***** Texto de leitura

Um dos protótipos do Su-57 fotografado durante testes. Observe-se que é possível ver claramente o bloqueador de radar à frente do compressor (destacado em vermelho), tal como no F-18E (abaixo). Em aeronaves verdadeiramente stealth como o F-22 a face do compressor é escondida através do projeto avançado do duto de ar. Essa foi uma escolha consciente - a Sukhoi priorizou o desempenho ao invés da furtividade, pois desenhar, construir e manter um sistema avançado como o instalado no F-22 não foi considerado vantajoso, em termos de custo-benefício, para a Rússia.

Bloqueador de sinais de radar do F-18E Super Hornet (destacado em vermelho). Observe-se a grande semelhança entre a solução da Sukhoi com a da Boeing [10] ao invés de usar de RAM (materiais absorventes de radar) muito avançados, como a Lockheed Martin fez com o F-35.

Os aparelhos de pré série apresentam cavidades, aberturas e antenas incompatíveis com stealth, como as assinaladas em vermelho acima; além disso, ao contrário do F-35, o Su-57 carrega seu LDP (pod de designação laser) 101KS-N externamente, assinalado em azul, o que também complica o controle de RCS.

**********

[O que fazer] Reescreva a parte do texto sobre o Su-57 começando em "Bloqueador de sinais" e terminando em "com o F-35.", com "revestimentos absorventes de radar" no lugar de "materiais absorventes de radar".

***** Dados fornecidos

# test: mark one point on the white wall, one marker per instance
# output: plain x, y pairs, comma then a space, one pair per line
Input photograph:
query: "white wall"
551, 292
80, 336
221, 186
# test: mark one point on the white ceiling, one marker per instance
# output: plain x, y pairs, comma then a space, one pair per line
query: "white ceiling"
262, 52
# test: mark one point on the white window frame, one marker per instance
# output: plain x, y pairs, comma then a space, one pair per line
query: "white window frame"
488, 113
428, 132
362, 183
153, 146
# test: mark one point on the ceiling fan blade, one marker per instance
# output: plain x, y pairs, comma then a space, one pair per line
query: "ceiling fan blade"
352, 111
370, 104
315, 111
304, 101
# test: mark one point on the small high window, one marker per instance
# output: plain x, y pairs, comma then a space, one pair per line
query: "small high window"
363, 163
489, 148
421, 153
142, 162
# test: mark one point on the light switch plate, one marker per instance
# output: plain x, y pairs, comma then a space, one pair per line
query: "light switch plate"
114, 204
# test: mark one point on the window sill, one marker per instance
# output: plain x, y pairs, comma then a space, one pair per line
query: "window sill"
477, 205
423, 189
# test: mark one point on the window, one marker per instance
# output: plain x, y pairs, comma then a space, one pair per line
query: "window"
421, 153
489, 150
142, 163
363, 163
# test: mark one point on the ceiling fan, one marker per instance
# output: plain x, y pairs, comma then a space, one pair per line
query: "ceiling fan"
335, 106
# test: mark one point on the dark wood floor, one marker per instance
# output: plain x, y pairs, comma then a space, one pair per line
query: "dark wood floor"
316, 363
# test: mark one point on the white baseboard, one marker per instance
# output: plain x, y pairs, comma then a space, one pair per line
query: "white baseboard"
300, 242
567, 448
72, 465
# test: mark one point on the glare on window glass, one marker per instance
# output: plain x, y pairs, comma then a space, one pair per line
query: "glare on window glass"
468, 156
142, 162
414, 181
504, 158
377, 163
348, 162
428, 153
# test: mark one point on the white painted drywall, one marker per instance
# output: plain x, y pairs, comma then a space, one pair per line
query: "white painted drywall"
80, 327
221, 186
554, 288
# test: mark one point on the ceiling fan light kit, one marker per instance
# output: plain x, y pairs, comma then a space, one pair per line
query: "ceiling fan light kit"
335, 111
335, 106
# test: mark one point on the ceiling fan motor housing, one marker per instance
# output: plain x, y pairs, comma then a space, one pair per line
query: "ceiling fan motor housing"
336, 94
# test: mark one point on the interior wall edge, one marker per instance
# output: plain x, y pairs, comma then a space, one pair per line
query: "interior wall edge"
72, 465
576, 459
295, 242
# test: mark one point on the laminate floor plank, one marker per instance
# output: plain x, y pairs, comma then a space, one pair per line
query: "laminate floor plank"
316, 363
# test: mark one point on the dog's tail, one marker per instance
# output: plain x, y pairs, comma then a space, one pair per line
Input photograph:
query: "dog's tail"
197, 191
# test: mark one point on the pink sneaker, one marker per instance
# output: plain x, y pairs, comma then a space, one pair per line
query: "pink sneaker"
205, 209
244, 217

**********

[Resposta esperada]
Bloqueador de sinais de radar do F-18E Super Hornet (destacado em vermelho). Observe-se a grande semelhança entre a solução da Sukhoi com a da Boeing [10] ao invés de usar de RAM (revestimentos absorventes de radar) muito avançados, como a Lockheed Martin fez com o F-35.